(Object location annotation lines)
= = =
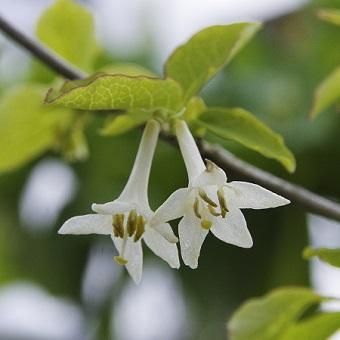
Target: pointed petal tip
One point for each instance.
(95, 207)
(61, 231)
(192, 265)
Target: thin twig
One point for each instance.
(310, 201)
(44, 54)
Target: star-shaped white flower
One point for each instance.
(211, 203)
(128, 218)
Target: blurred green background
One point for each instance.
(273, 77)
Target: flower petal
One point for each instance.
(172, 208)
(166, 231)
(161, 247)
(88, 224)
(253, 196)
(111, 208)
(212, 175)
(233, 229)
(191, 238)
(133, 253)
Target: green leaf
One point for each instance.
(27, 126)
(118, 92)
(331, 15)
(327, 93)
(198, 60)
(318, 327)
(127, 69)
(331, 256)
(68, 29)
(193, 109)
(243, 127)
(124, 123)
(268, 317)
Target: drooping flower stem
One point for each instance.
(191, 155)
(137, 186)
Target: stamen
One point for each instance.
(206, 224)
(140, 228)
(213, 211)
(118, 225)
(206, 198)
(131, 222)
(196, 208)
(120, 260)
(221, 200)
(210, 165)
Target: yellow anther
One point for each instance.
(206, 198)
(221, 200)
(140, 228)
(120, 260)
(206, 224)
(213, 211)
(223, 213)
(118, 225)
(131, 222)
(197, 208)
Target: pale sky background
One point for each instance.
(123, 27)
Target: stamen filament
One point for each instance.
(206, 224)
(221, 200)
(140, 228)
(206, 198)
(131, 222)
(196, 208)
(213, 211)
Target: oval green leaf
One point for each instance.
(326, 94)
(243, 127)
(68, 28)
(119, 92)
(268, 317)
(331, 256)
(124, 123)
(199, 59)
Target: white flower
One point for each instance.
(211, 203)
(127, 219)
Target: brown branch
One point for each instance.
(297, 194)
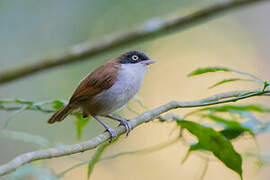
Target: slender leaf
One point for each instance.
(224, 81)
(215, 142)
(208, 70)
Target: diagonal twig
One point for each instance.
(152, 28)
(143, 118)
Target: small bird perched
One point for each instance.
(107, 89)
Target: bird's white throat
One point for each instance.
(127, 84)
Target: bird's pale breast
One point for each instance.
(129, 81)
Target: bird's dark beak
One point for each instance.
(148, 62)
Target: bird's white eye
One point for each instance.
(134, 57)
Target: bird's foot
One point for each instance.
(125, 123)
(122, 122)
(112, 133)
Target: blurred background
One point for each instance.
(32, 29)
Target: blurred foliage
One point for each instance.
(213, 141)
(215, 136)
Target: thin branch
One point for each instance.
(140, 151)
(152, 28)
(143, 118)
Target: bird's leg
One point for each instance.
(108, 128)
(122, 122)
(85, 115)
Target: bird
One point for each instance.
(107, 89)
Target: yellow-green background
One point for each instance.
(32, 29)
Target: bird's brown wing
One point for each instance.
(96, 82)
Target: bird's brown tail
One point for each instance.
(60, 114)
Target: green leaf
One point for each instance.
(80, 123)
(23, 102)
(57, 104)
(215, 142)
(224, 81)
(233, 128)
(208, 70)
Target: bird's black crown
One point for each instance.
(133, 57)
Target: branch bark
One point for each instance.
(150, 29)
(145, 117)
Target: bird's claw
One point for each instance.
(112, 133)
(127, 126)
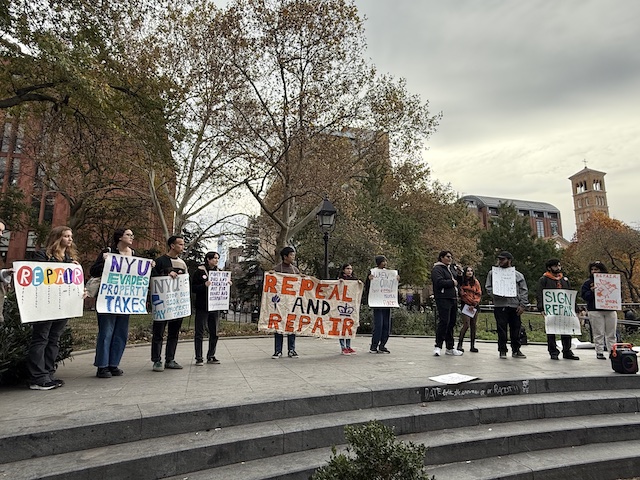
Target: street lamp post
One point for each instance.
(326, 217)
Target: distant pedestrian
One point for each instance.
(508, 309)
(172, 265)
(346, 273)
(45, 339)
(603, 322)
(470, 295)
(445, 284)
(113, 328)
(288, 256)
(211, 319)
(553, 278)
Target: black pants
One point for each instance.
(158, 337)
(212, 322)
(507, 316)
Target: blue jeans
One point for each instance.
(43, 350)
(381, 327)
(113, 333)
(291, 342)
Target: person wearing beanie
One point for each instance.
(288, 256)
(553, 278)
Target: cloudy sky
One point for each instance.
(529, 89)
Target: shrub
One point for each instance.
(378, 456)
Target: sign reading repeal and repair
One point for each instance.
(48, 290)
(310, 307)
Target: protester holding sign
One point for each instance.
(45, 338)
(113, 328)
(510, 295)
(603, 322)
(554, 279)
(288, 256)
(200, 284)
(169, 264)
(470, 295)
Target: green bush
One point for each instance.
(378, 455)
(15, 339)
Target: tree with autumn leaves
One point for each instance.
(612, 242)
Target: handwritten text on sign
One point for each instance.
(607, 291)
(560, 312)
(503, 281)
(310, 307)
(170, 297)
(48, 290)
(219, 290)
(383, 288)
(124, 285)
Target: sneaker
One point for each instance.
(43, 386)
(173, 365)
(103, 373)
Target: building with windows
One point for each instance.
(544, 218)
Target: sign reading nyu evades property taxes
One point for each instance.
(219, 290)
(170, 297)
(383, 288)
(48, 290)
(124, 285)
(310, 307)
(559, 309)
(607, 291)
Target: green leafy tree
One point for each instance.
(512, 232)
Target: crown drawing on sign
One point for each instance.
(345, 310)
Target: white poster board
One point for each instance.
(170, 297)
(607, 291)
(124, 285)
(48, 290)
(219, 290)
(559, 309)
(383, 288)
(503, 281)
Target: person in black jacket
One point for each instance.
(200, 286)
(445, 285)
(553, 278)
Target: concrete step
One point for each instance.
(208, 448)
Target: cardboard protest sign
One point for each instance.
(124, 285)
(219, 290)
(607, 291)
(559, 309)
(48, 290)
(383, 289)
(310, 307)
(503, 281)
(170, 297)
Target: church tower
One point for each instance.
(589, 194)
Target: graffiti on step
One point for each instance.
(494, 389)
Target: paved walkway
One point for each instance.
(248, 374)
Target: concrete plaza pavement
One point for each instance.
(247, 374)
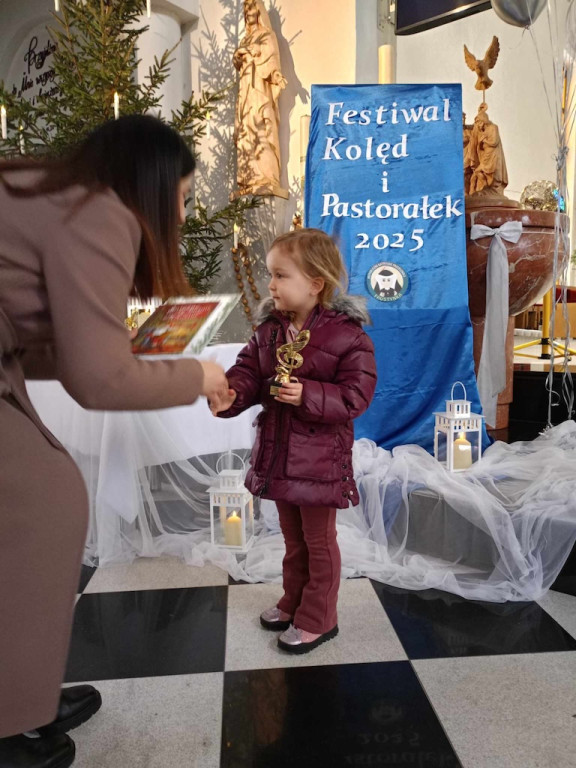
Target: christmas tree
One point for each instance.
(95, 61)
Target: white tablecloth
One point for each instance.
(158, 436)
(134, 462)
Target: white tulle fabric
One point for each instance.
(499, 531)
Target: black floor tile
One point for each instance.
(331, 717)
(566, 579)
(86, 573)
(233, 582)
(148, 633)
(433, 624)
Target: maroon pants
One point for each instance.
(311, 566)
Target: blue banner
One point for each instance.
(384, 178)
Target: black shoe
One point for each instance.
(77, 704)
(291, 640)
(49, 752)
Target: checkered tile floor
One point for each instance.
(190, 680)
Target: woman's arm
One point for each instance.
(88, 261)
(245, 379)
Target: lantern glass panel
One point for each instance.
(232, 518)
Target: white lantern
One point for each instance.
(457, 434)
(231, 512)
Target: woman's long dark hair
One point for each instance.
(143, 160)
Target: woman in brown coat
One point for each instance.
(77, 237)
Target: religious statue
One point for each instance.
(485, 173)
(481, 66)
(485, 158)
(256, 128)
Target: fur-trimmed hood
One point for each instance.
(353, 306)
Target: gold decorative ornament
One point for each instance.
(540, 196)
(289, 358)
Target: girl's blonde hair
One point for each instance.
(317, 256)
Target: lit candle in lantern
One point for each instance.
(233, 530)
(462, 452)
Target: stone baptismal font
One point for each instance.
(527, 236)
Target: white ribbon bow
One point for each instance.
(492, 368)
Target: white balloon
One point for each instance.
(519, 13)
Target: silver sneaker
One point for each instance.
(270, 619)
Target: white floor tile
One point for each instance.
(366, 634)
(506, 711)
(154, 722)
(154, 573)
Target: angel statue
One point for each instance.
(256, 134)
(481, 66)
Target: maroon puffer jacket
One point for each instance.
(303, 454)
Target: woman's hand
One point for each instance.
(215, 380)
(291, 393)
(221, 401)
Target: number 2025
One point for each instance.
(396, 240)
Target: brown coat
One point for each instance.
(65, 274)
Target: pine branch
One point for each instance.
(95, 57)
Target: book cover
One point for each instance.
(183, 325)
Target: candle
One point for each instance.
(304, 135)
(233, 531)
(222, 517)
(462, 452)
(386, 64)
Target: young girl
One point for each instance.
(302, 456)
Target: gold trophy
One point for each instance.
(289, 358)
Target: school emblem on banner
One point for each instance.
(384, 178)
(387, 281)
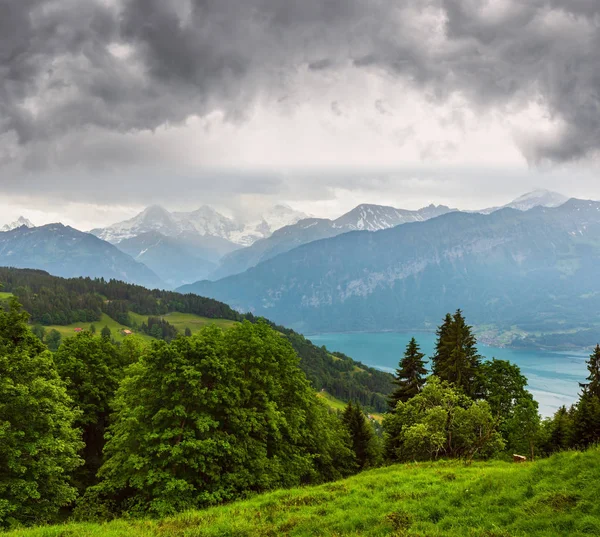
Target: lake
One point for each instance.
(553, 376)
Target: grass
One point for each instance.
(553, 497)
(115, 328)
(181, 321)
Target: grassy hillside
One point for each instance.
(553, 497)
(181, 321)
(115, 328)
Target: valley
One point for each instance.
(553, 377)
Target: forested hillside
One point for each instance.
(57, 301)
(533, 271)
(550, 498)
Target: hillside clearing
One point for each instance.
(552, 497)
(181, 321)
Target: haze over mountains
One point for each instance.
(67, 252)
(535, 270)
(166, 249)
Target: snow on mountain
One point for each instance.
(21, 221)
(376, 217)
(536, 198)
(153, 218)
(204, 221)
(274, 219)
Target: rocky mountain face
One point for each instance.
(67, 252)
(537, 270)
(205, 222)
(363, 217)
(536, 198)
(21, 221)
(176, 260)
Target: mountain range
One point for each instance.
(21, 221)
(204, 221)
(364, 217)
(67, 252)
(169, 249)
(536, 270)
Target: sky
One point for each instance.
(107, 106)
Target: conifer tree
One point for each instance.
(38, 443)
(410, 375)
(456, 359)
(363, 439)
(587, 415)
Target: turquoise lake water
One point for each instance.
(553, 376)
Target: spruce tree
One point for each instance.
(456, 359)
(587, 415)
(410, 375)
(362, 436)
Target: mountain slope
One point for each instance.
(550, 497)
(173, 259)
(507, 268)
(205, 222)
(67, 252)
(536, 198)
(21, 221)
(363, 217)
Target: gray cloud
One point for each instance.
(68, 66)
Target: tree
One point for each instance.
(522, 429)
(91, 368)
(363, 438)
(587, 415)
(410, 375)
(38, 443)
(559, 431)
(53, 339)
(39, 331)
(593, 384)
(207, 418)
(456, 359)
(441, 421)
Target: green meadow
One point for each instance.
(552, 497)
(181, 321)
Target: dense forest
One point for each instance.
(100, 429)
(58, 301)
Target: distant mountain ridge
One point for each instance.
(204, 221)
(21, 221)
(364, 217)
(66, 252)
(536, 270)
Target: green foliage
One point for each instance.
(547, 498)
(91, 368)
(59, 302)
(441, 422)
(365, 443)
(410, 376)
(209, 418)
(106, 333)
(456, 359)
(38, 444)
(159, 328)
(53, 340)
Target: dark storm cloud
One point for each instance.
(70, 66)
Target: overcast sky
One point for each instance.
(107, 106)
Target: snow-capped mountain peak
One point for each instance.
(21, 221)
(537, 198)
(204, 221)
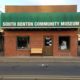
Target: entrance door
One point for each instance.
(1, 45)
(48, 46)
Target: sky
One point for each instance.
(38, 2)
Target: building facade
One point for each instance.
(40, 31)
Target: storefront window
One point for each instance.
(64, 42)
(22, 42)
(48, 41)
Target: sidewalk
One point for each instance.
(39, 59)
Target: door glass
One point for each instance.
(48, 41)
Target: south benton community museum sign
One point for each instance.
(40, 20)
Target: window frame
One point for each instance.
(68, 49)
(27, 43)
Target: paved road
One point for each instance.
(40, 68)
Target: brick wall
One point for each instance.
(37, 41)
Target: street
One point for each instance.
(40, 68)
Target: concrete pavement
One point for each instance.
(39, 59)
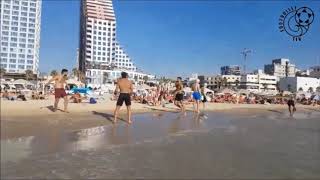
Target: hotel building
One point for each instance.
(280, 68)
(20, 35)
(99, 51)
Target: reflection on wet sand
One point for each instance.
(219, 145)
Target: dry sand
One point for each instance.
(26, 118)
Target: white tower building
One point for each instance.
(20, 35)
(99, 51)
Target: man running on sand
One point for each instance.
(59, 92)
(178, 101)
(126, 88)
(196, 95)
(291, 103)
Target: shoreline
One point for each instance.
(20, 119)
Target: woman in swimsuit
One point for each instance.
(291, 103)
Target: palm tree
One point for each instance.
(237, 83)
(105, 77)
(75, 72)
(53, 73)
(310, 89)
(82, 76)
(135, 78)
(29, 74)
(2, 72)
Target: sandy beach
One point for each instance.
(229, 141)
(26, 118)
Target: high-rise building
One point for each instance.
(99, 51)
(230, 70)
(280, 68)
(20, 35)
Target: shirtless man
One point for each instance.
(291, 103)
(126, 88)
(178, 93)
(196, 95)
(59, 92)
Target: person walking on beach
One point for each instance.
(126, 88)
(178, 94)
(203, 98)
(59, 91)
(291, 103)
(196, 95)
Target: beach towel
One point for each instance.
(92, 101)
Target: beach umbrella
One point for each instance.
(227, 91)
(22, 81)
(143, 86)
(187, 89)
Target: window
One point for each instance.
(20, 66)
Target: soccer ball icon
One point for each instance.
(304, 16)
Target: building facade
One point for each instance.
(20, 22)
(315, 71)
(280, 68)
(258, 82)
(99, 51)
(230, 70)
(219, 81)
(294, 84)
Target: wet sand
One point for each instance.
(19, 119)
(246, 143)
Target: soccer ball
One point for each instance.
(304, 16)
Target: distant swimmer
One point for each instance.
(126, 88)
(59, 91)
(291, 106)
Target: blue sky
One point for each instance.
(182, 37)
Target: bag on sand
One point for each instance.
(92, 101)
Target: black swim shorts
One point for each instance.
(179, 97)
(124, 97)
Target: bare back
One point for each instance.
(60, 81)
(124, 85)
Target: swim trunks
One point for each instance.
(196, 95)
(124, 97)
(179, 97)
(290, 103)
(59, 93)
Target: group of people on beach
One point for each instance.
(124, 90)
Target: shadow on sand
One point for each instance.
(107, 116)
(276, 111)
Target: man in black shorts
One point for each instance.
(126, 88)
(291, 103)
(178, 100)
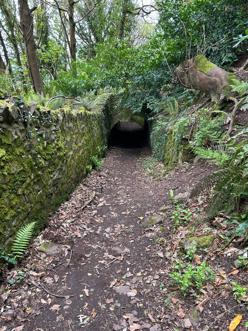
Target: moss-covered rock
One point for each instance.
(43, 155)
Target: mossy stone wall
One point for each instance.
(43, 155)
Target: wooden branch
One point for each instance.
(236, 106)
(50, 293)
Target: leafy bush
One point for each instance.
(19, 245)
(181, 215)
(232, 187)
(22, 240)
(158, 138)
(191, 278)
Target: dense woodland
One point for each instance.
(182, 65)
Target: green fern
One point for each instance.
(22, 240)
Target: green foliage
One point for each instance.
(6, 85)
(191, 278)
(191, 251)
(22, 240)
(232, 187)
(198, 26)
(208, 129)
(240, 293)
(158, 138)
(219, 157)
(96, 162)
(181, 215)
(240, 87)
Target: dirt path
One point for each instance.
(104, 256)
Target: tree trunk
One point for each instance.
(5, 52)
(2, 65)
(123, 20)
(72, 32)
(26, 21)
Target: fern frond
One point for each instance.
(22, 240)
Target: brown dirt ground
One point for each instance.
(115, 268)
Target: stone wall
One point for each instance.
(43, 155)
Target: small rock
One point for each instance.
(186, 323)
(49, 248)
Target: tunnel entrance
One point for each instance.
(129, 135)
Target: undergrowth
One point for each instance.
(191, 278)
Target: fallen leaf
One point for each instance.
(235, 322)
(55, 308)
(132, 293)
(135, 327)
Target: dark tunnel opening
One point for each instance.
(129, 135)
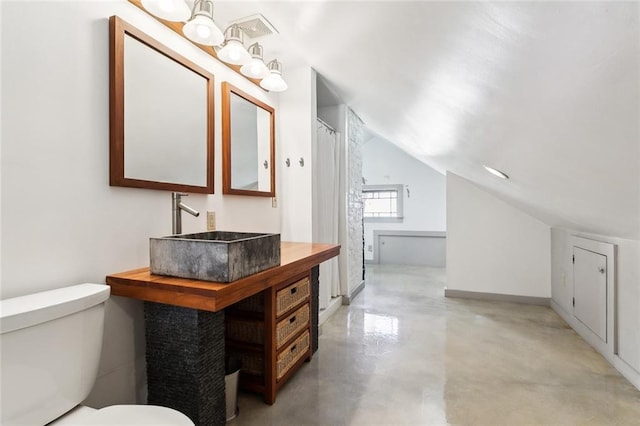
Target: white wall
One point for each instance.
(424, 209)
(62, 223)
(493, 247)
(627, 289)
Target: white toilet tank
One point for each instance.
(51, 344)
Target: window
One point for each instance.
(382, 203)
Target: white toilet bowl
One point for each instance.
(51, 345)
(123, 415)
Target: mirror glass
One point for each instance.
(161, 118)
(248, 144)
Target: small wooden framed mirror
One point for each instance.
(248, 144)
(161, 115)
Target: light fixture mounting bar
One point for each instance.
(177, 27)
(255, 26)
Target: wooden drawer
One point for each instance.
(243, 330)
(292, 295)
(292, 354)
(292, 324)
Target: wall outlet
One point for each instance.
(211, 221)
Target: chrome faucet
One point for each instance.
(176, 210)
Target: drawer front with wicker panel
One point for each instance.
(245, 330)
(294, 323)
(291, 354)
(292, 295)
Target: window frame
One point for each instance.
(398, 188)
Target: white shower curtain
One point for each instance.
(327, 159)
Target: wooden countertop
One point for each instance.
(295, 259)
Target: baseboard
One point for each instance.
(326, 313)
(618, 363)
(497, 297)
(346, 300)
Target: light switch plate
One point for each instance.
(211, 221)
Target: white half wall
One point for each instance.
(493, 247)
(62, 223)
(424, 205)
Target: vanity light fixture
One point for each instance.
(496, 172)
(169, 10)
(201, 28)
(256, 67)
(274, 81)
(234, 51)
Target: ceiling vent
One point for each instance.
(255, 26)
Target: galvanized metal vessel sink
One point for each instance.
(214, 256)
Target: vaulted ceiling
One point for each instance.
(548, 92)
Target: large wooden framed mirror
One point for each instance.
(161, 115)
(248, 144)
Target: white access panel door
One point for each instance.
(590, 290)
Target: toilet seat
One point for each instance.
(129, 415)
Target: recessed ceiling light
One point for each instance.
(496, 172)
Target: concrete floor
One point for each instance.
(403, 354)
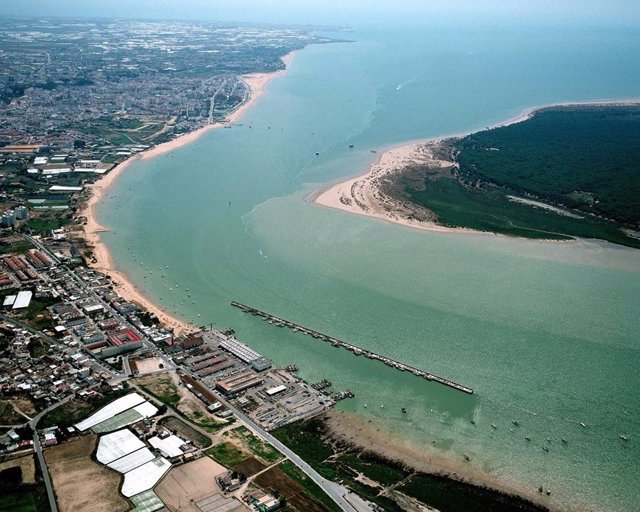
= = =
» What to do
Extract every line above that contains the word "paved", matching case exactly.

» Written response
Target: paved walkway
Target: paved road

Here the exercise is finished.